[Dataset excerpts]

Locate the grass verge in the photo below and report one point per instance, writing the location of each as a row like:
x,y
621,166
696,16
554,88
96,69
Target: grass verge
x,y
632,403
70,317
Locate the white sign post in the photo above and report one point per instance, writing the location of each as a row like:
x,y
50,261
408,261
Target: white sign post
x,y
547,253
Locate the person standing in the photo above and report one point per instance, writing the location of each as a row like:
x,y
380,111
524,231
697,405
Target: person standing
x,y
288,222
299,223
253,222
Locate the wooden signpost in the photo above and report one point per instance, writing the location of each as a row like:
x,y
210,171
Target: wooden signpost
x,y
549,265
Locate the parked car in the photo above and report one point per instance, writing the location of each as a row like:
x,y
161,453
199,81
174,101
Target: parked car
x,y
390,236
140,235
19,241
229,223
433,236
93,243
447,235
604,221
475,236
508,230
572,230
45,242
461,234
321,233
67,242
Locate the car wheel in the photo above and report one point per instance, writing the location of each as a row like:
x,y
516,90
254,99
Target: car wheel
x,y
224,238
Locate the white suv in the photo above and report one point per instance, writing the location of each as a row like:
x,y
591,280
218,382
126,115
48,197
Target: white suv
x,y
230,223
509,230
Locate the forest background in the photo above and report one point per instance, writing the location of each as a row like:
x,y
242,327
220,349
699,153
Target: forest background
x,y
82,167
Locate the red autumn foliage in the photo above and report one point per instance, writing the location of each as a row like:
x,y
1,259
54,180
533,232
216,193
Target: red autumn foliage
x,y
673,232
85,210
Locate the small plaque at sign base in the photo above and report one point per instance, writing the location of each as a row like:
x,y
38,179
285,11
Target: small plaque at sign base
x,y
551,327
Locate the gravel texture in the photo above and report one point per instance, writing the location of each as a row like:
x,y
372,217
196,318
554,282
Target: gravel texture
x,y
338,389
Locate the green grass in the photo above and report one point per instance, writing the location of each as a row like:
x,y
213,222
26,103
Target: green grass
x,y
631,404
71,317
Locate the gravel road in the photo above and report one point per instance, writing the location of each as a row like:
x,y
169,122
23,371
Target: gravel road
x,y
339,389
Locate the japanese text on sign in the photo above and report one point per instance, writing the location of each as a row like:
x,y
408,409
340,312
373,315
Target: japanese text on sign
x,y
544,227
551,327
--
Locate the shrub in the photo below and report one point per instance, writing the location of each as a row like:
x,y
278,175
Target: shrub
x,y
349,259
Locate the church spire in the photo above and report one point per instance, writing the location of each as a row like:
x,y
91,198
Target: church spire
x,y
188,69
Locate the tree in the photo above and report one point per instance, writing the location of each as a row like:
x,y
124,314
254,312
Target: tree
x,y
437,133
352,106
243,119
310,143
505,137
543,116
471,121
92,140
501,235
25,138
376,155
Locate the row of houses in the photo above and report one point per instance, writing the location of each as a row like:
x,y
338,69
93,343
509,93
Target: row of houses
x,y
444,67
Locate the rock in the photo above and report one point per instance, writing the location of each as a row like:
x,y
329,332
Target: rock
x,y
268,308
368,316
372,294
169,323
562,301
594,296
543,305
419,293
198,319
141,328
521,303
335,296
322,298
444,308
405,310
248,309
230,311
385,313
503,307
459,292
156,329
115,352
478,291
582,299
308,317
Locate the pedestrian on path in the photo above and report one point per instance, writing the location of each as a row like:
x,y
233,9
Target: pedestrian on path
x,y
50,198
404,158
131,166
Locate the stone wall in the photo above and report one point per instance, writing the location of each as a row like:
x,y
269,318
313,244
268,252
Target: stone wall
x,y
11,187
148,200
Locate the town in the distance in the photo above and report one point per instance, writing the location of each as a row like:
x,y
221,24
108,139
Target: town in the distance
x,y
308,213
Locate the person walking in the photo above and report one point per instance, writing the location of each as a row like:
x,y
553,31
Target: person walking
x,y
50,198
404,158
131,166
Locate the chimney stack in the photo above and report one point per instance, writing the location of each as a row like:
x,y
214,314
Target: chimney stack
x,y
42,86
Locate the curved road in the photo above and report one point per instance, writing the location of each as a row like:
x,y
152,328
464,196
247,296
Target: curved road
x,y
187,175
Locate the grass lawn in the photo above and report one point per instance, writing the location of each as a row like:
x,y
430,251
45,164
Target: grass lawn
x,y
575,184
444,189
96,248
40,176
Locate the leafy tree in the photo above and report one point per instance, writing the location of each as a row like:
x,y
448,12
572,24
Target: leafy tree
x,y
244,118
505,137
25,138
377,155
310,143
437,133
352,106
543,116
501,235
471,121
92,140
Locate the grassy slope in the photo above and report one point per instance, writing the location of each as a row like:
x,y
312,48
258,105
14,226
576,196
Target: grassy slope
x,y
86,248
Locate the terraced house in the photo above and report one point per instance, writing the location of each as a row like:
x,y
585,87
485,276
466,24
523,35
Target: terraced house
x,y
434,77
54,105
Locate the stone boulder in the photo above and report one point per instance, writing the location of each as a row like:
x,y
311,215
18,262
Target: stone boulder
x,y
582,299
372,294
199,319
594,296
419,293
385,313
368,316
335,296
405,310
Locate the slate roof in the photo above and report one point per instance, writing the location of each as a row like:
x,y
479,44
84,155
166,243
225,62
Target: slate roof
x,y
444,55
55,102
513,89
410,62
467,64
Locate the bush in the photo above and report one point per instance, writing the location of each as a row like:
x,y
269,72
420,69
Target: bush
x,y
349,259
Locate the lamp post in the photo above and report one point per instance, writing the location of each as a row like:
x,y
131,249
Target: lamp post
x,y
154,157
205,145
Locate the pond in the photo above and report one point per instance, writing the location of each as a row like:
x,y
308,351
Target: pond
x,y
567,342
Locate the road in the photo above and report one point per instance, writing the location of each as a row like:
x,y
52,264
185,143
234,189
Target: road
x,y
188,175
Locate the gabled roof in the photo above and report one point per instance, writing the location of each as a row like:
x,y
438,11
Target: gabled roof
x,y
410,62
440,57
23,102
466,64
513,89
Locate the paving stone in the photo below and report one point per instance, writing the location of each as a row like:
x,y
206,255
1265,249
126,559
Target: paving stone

## PROBLEM REQUIREMENTS
Find every line above that contains the word "paving", and return each one.

## WRITTEN REPLY
Locate the paving stone in the photo below and report one point per instance, writing the location of each as a row like:
Target: paving stone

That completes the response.